The gap between 2023's ban and 2026's deployment was not simply waiting for better technology. It required structural changes:
- Data isolation guarantees — ChatGPT Enterprise contractually separates customer data from training pipelines.
- Administrative controls — Samsung can enforce which employees access which capabilities, audit usage, and revoke access centrally.
- Authorised reseller model — Samsung SDS manages the deployment internally, keeping procurement and governance within Samsung's own infrastructure group.
- Multi-vendor diversification — Samsung reportedly deploys multiple AI platforms (including solutions from Google and Anthropic), reducing single-vendor dependency.
For organisations still operating under blanket AI bans, Samsung's trajectory provides a template: partner with a trusted internal entity for governance, negotiate enterprise-grade data agreements, and deploy incrementally rather than all-at-once.
If you are evaluating platforms for your own organisation, our comparison of AI automation platforms for business covers the current options.
What Does 800% Growth in Korean Codex Usage Mean?
OpenAI reports that weekly active Codex users in Korea grew approximately 800% between February and June 2026. Globally, more than 5 million people now use Codex weekly for both technical and non-technical workflows.

================

_WHAT YOU NEED TO DO:_
[A] Can you copy from the passage on Samsung's AI rollout, starting at "- Multi-vendor diversification" and ending at "Codex Usage Mean?"?
[B] According to the passage on Samsung's AI rollout, why does Samsung SDS manage the deployment internally?
[C] Could you pick up the passage on Samsung's AI rollout after its last sentence and continue it?

================

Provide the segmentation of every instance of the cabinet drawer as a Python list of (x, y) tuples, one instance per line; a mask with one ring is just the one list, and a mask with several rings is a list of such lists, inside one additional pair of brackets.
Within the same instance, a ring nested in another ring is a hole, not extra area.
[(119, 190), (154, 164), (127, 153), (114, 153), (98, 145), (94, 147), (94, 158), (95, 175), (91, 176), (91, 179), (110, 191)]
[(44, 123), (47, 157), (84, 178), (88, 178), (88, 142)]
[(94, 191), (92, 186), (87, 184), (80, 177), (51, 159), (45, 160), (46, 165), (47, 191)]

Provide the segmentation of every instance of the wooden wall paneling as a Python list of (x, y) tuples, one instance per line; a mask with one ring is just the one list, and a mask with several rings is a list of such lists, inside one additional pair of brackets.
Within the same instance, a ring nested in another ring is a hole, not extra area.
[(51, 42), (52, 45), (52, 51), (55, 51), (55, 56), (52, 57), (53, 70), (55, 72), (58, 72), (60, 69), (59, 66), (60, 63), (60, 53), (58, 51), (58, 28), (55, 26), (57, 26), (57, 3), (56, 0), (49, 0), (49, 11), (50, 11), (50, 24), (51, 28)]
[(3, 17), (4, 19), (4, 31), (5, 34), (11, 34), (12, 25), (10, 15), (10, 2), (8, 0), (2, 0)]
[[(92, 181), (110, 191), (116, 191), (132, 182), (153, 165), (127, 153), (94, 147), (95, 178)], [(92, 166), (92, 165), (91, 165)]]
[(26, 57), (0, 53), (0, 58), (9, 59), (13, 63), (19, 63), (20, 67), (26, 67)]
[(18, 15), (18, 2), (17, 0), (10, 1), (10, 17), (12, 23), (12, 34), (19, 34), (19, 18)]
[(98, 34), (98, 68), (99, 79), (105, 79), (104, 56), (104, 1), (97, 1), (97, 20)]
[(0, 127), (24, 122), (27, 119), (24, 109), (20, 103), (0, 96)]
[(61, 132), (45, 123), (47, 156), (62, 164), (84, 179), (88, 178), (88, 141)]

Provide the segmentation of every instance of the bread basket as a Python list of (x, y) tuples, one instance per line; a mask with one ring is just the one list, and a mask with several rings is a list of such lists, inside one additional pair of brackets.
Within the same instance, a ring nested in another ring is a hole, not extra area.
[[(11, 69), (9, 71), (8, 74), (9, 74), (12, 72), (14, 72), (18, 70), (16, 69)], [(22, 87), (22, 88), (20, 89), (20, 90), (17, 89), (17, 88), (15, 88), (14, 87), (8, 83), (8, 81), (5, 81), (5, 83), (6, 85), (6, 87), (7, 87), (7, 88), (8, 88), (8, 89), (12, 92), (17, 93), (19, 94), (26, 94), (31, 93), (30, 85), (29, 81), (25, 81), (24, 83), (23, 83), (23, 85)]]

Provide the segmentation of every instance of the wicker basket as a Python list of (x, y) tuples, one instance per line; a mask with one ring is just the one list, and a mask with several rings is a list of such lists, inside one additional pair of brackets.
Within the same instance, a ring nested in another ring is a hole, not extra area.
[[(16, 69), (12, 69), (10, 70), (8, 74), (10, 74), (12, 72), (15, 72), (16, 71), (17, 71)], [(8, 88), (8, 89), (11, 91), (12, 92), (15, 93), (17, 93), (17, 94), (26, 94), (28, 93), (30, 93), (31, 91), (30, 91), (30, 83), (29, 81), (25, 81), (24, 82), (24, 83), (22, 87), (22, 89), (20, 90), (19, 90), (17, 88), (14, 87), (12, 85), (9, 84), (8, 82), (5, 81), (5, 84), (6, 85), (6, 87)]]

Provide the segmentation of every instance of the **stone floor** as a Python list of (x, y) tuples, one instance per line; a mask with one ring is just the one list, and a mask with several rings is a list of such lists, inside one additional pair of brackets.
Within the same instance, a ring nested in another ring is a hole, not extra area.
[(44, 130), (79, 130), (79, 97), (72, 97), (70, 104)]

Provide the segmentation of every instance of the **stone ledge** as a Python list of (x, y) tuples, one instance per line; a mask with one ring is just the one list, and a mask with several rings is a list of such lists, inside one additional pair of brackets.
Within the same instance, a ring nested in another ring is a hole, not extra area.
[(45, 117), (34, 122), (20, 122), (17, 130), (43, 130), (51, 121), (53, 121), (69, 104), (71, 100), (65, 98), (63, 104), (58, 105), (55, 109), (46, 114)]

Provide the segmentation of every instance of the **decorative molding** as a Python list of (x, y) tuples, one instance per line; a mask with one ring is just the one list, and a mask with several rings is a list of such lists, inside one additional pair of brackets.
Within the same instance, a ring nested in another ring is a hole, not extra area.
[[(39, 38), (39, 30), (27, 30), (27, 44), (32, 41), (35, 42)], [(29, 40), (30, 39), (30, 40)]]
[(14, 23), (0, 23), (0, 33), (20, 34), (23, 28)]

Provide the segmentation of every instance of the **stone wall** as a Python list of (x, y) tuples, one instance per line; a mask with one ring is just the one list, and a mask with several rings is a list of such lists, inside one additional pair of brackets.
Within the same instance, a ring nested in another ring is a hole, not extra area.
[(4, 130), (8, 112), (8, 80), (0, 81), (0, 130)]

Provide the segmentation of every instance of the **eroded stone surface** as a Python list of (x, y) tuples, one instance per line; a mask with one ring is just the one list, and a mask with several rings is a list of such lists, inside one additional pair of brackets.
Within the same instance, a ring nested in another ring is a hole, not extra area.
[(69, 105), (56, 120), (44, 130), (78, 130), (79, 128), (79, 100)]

================

_ANSWERS PER TASK:_
[A]
- Multi-vendor diversification — Samsung reportedly deploys multiple AI platforms (including solutions from Google and Anthropic), reducing single-vendor dependency.
For organisations still operating under blanket AI bans, Samsung's trajectory provides a template: partner with a trusted internal entity for governance, negotiate enterprise-grade data agreements, and deploy incrementally rather than all-at-once.
If you are evaluating platforms for your own organisation, our comparison of AI automation platforms for business covers the current options.
What Does 800% Growth in Korean Codex Usage Mean?

[B] Samsung SDS manages the deployment internally to keep procurement and governance within Samsung's own infrastructure group.

[C]
These numbers matter because they indicate that AI coding assistants have moved from developer experimentation into daily enterprise infrastructure. The growth is not limited to Samsung; other Korean firms using ChatGPT Enterprise include LG Electronics, LG Uplus, LG CNS, GS E&C, Krafton, Toss, and Korea Zinc, among others. Seoul National University has also deployed ChatGPT Edu to all 47,000 community members.
This regional clustering suggests that once enterprise AI deployment reaches critical mass in a market, adoption accelerates rapidly as competitive pressure compounds. For more on how Codex fits into automating business tasks, we have covered the practical applications in detail.
What Should Other Enterprises Learn from This?
Samsung's reversal is instructive, but it is not a universal green light. Several conditions enabled this move:
- Samsung has an internal technology services arm (Samsung SDS) capable of managing deployment governance.
- The company had three years of internal policy development between ban and rollout.
- Enterprise-tier AI products now offer contractual data protections that did not exist in early 2023.
- Training is expected to continue through end of 2026, meaning Samsung is treating this as a gradual capability build, not a switch-flip.
Organisations without Samsung's internal IT governance infrastructure will need external partners or managed service layers to achieve equivalent control. The OpenAI agent stack guide explains how the underlying APIs and SDKs connect for custom enterprise integrations.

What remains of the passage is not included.